=== Exercise material ===
*-*-*
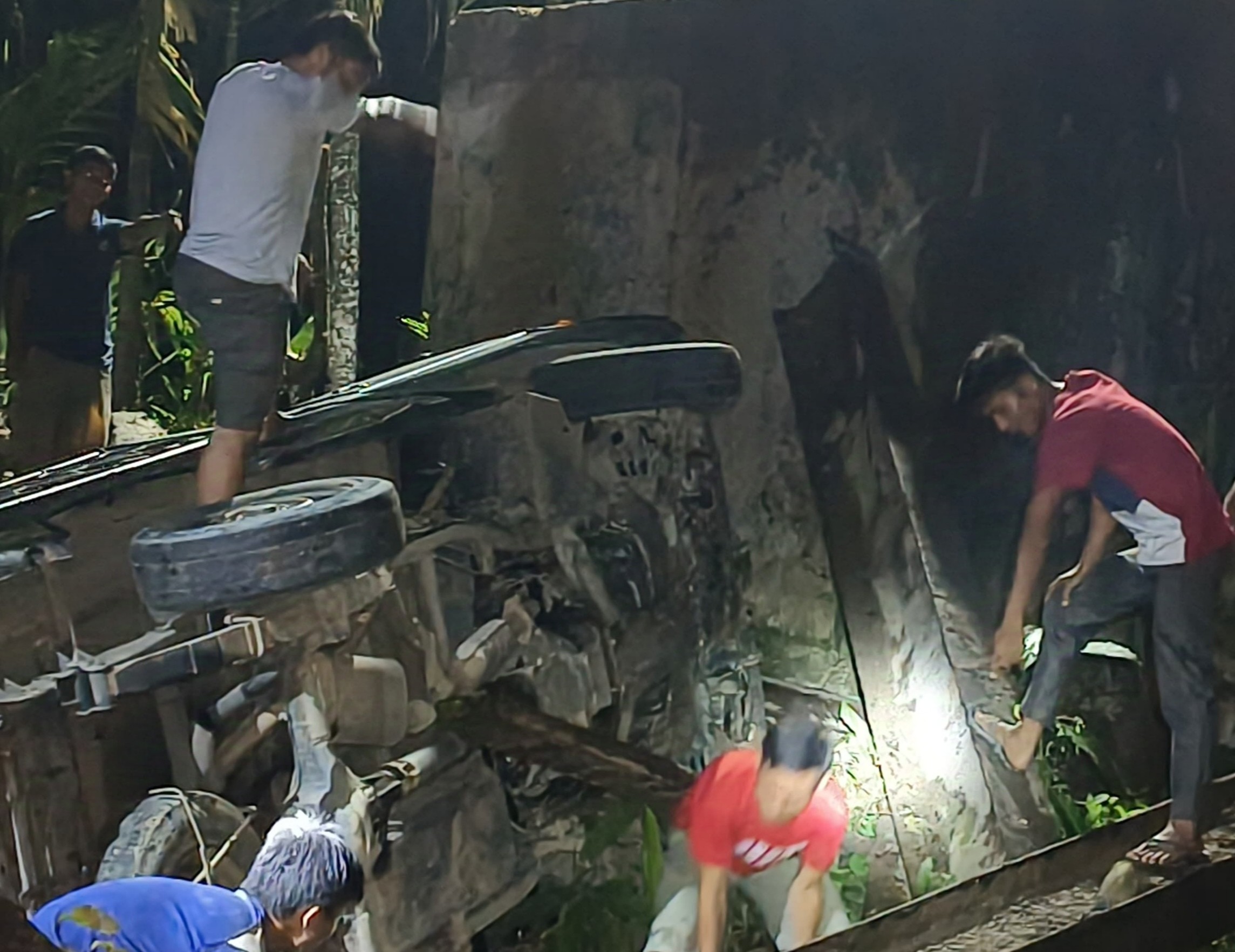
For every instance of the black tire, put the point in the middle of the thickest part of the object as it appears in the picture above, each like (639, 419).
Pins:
(157, 839)
(703, 377)
(279, 540)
*-*-*
=== Exercise brief ===
Without the pictures, copy the material exactly as given.

=== Solution to this task ===
For every instance of the black tire, put the point in the middle of the thickest part of the object as it appears in the picture above, each like (639, 419).
Pins:
(157, 839)
(703, 377)
(279, 540)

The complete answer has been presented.